Saved entries
-- start --
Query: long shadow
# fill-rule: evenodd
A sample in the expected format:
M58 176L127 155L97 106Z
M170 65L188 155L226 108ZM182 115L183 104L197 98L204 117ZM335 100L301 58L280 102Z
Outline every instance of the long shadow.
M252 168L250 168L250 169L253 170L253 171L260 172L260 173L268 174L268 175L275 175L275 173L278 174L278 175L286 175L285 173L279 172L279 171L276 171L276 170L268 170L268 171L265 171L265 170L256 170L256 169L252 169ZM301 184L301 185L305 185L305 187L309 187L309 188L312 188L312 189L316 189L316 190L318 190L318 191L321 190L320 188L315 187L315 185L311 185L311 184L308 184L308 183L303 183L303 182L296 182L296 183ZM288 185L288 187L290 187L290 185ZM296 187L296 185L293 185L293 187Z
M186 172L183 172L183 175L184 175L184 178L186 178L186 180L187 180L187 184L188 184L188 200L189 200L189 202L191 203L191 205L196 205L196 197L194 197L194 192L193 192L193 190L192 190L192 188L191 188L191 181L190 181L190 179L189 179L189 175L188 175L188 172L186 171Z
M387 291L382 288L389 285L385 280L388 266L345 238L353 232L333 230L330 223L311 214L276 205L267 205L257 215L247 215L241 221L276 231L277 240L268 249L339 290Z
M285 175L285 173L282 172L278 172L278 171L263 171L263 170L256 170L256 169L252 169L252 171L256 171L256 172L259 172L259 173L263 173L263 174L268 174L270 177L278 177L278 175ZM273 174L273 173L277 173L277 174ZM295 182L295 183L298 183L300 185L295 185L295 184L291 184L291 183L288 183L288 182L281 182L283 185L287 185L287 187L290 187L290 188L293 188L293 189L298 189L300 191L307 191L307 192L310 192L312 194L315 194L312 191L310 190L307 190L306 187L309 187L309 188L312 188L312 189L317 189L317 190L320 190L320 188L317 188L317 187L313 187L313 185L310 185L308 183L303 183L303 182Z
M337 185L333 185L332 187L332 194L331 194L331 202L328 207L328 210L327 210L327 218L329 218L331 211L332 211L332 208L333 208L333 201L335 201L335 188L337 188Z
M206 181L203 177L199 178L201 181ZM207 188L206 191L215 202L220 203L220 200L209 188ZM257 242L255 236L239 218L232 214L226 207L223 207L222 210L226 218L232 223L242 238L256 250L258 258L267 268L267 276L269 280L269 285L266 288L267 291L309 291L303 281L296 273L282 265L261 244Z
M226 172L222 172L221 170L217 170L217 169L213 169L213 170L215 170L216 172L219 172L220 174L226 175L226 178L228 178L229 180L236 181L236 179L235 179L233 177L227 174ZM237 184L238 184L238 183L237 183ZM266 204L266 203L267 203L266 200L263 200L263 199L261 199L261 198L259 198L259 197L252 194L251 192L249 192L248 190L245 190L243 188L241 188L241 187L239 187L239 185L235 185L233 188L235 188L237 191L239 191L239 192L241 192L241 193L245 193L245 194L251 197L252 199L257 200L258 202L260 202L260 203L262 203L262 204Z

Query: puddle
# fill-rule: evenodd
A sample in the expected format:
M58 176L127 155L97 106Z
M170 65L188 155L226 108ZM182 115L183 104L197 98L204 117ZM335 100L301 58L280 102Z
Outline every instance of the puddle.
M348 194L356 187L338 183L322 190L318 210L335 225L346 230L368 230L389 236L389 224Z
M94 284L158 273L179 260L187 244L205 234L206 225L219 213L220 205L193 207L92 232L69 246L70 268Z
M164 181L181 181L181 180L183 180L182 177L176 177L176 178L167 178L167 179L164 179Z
-- end --
■ Directions
Reproduce all of the material above, substituting "Trace each instance" for every occurrence of "Outline every instance" and leaving everything else unchanged.

■ The answer
Query: long shadow
# fill-rule: evenodd
A sample in the expected format:
M58 176L127 155L97 106Z
M170 65L188 155L226 108ZM182 115L183 104L197 98L204 117ZM335 100L301 58L280 102Z
Trace each instance of the long shadow.
M252 168L250 168L250 169L253 170L253 171L260 172L260 173L268 174L268 175L275 175L275 173L278 174L278 175L286 175L285 173L279 172L279 171L276 171L276 170L268 170L268 171L265 171L265 170L256 170L256 169L252 169ZM301 184L301 185L305 185L305 187L309 187L309 188L312 188L312 189L316 189L316 190L318 190L318 191L321 190L320 188L315 187L315 185L311 185L311 184L308 184L308 183L303 183L303 182L296 182L296 183ZM288 185L288 187L290 187L290 185ZM296 187L296 185L293 185L293 187Z
M186 172L183 172L183 175L184 175L184 178L186 178L186 180L187 180L187 184L188 184L188 200L189 200L189 202L191 203L191 205L196 205L196 197L194 197L194 192L193 192L193 190L192 190L192 188L191 188L191 181L190 181L190 179L189 179L189 175L188 175L188 172L186 171Z
M387 291L382 288L389 285L385 280L388 266L345 238L353 232L333 230L330 223L311 214L276 205L267 205L257 215L247 215L241 221L276 231L277 240L268 249L339 290Z
M285 175L285 173L282 172L278 172L278 171L263 171L263 170L256 170L256 169L252 169L252 171L256 171L256 172L259 172L259 173L263 173L263 174L268 174L270 177L278 177L278 175ZM273 174L273 173L277 173L277 174ZM295 182L295 183L298 183L300 185L295 185L295 184L291 184L291 183L288 183L288 182L281 182L283 185L287 185L287 187L290 187L290 188L293 188L293 189L298 189L300 191L307 191L307 192L310 192L312 194L315 194L312 191L310 190L307 190L306 187L309 187L309 188L312 188L312 189L317 189L317 190L320 190L320 188L317 188L317 187L313 187L313 185L310 185L308 183L303 183L303 182Z
M337 185L333 185L332 187L332 194L331 194L331 202L328 207L328 210L327 210L327 218L329 218L331 211L332 211L332 208L333 208L333 201L335 201L335 188L337 188Z
M206 181L203 177L199 178L201 181ZM207 188L206 191L215 202L220 203L220 200L209 188ZM257 242L255 236L239 218L232 214L226 207L223 207L222 210L226 218L232 223L242 238L256 250L258 258L267 268L267 276L269 280L269 285L266 288L267 291L309 291L303 281L296 273L282 265L261 244Z
M226 172L222 172L221 170L217 170L217 169L213 169L213 170L215 170L216 172L219 172L220 174L226 175L226 178L228 178L229 180L236 181L236 179L235 179L233 177L227 174ZM237 184L238 184L238 183L237 183ZM266 204L266 203L267 203L266 200L263 200L263 199L261 199L261 198L259 198L259 197L252 194L251 192L249 192L248 190L245 190L243 188L241 188L241 187L239 187L239 185L235 185L233 188L235 188L237 191L239 191L239 192L241 192L241 193L245 193L245 194L251 197L252 199L257 200L258 202L260 202L260 203L262 203L262 204Z

Query: puddle
# fill-rule: evenodd
A sample in the expected format:
M58 176L127 155L97 106Z
M170 65L188 155L226 108ZM182 115L183 104L197 98L204 117ZM335 100L301 58L280 102Z
Trace each instance of the puddle.
M348 194L356 187L338 183L322 190L318 210L335 225L346 230L368 230L389 236L389 224Z
M94 284L158 273L179 260L187 244L205 234L206 225L219 213L220 205L193 207L92 232L69 246L70 268Z
M164 181L181 181L181 180L183 180L182 177L176 177L176 178L167 178L167 179L164 179Z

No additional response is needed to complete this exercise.